__Consegne__:
(1) Per favore, riassumi in due frasi l'articolo sul cibo italiano nel mercato cinese.
(2) Prosegui l'articolo sul cibo italiano nel mercato cinese a partire dal punto in cui si interrompe.

__Articolo__:
------------------------------------

È passata quasi inosservata la notizia dell’approdo di Coop Italia sul campione planetario dell’ecommerce, il mese scorso. Alibaba, Cina e alimenti Made in Italy. Un’opportunità per tutti, accogliere l’invito dello strepitoso Jack Ma? (1) Alcune brevi riflessioni a seguire.

La comunicazione in generale e la politica in particolare tendono a generalizzare, senza fare le opportune distinzioni di dimensioni e numeri. È invece utile fare i conti con la realtà. Per aggredire con successo un mercato dalle dimensioni e caratteristiche come quello della RPC, sono necessarie ingenti risorse (finanziarie, umane, tempo), analisi di mercato accurate e strategie di medio-lungo termine. Che ben pochi gruppi dispongono, nel panorama italiano del food & drink.

Una considerazione preliminare vale a introdurre il concetto. I colossi USA che dominano il mercato digitale dell’Occidente, malgrado enormi investimenti effettuati, sono finora falliti nella penetrazione del mercato cinese (v. infografica su dati 2016).

Si potrebbe obiettare che il protezionismo in auge nel mercato cinese è più forte in settori a elevato valore aggiunto e replicabili internamente. I servizi offerti dai citati colossi USA sono infatti presidiati da gruppi cinesi (Alibaba, Baidu, Tencent, Huawei) che di fatto controllano e dominano il mercato interno.

Il food italiano potrebbe avere migliori chance, grazie a marchi iconici e prodotti inimitabili. A condizione però che tali valori immateriali siano presidiati da un livello di organizzazione, capacità finanziaria e investimenti a portata di pochissimi. L’avventura potrebbe viceversa rivelarsi fallimentare per le PMI, i cui prodotti rischiano venire ‘clonati’ dai giganti internazionali (con buona memoria del successo globale del Parmesan a marchio Kraft) prima di raggiungere i volumi di vendite e il cash flow necessari a riorganizzare le produzioni su larga scala.

------------------------------------

__Estratto del materiale__:
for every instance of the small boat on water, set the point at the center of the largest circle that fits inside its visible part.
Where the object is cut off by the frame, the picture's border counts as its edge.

------------------------------------

__Le risposte__:
(1) Secondo l'articolo, per conquistare un mercato come quello cinese servono ingenti risorse, analisi di mercato accurate e strategie di medio-lungo termine, di cui dispongono ben pochi gruppi italiani del food & drink, mentre i colossi digitali statunitensi finora non sono riusciti a penetrarlo. Il cibo italiano potrebbe avere migliori chance grazie a marchi iconici e prodotti inimitabili, ma per le PMI l'avventura rischia di essere fallimentare, perché i loro prodotti potrebbero venire clonati dai giganti internazionali prima di raggiungere i volumi di vendita necessari.

(2)
Non bisogna perciò sottovalutare la capacità dei produttori locali di emulare lavorazioni storicamente credute inimitabili. Grazie anche all’acquisizione di know how e tecnologie originali, come nel caso delle conserve di pomodoro. (2) O all’acquisto di intere aziende, quali l’oleificio Salov di Lucca – titolare del marchio ‘Filippo Berio’ – da parte del gruppo cinese Yimin, nel 2014. (3)

I volumi sono determinanti. Con le dovute proporzioni, la Cina rappresenta per i più grandi operatori italiani quello che la GDO rappresenta in Italia per gli artigianali. La prospettiva cioè di incrementare i ricavi in misura significativa senza rinunciare alla propria identità e alla qualità dei prodotti. E se le pratiche commerciali della GDO europea sono inique, quelle di Amazon vanno ben oltre. Essendo richiesti – tra l’altro – la spedizione delle merci nella RPC e il noleggio degli spazi a magazzino a spese del fornitore. In attesa della vendita (preceduta da sdoganamento on demand), sulla quale peraltro non vi sono garanzie.

Il cerchio così si chiude, per tornare al punto di partenza. Servono solidità finanziaria, organizzazione, investimenti. Senza dimenticare il marchio. Che non va soltanto registrato ma anche reso conoscibile – prima ancora che visibile – nel Paese più popoloso del mondo. Dove a tutt’oggi brand come Amazon o eBay hanno scarso significato, un eufemismo. Altrimenti, meglio guardare altrove.

Auguriamo dunque al sistema-Paese che Coop Italia possa assumere il ruolo del Marco Polo del III millennio. E magari, che altri operatori della GDO italiana decidano di seguirla. Serve aprire una nuova rotta verso l’Impero di Mezzo, per le produzioni agro-alimentari italiane.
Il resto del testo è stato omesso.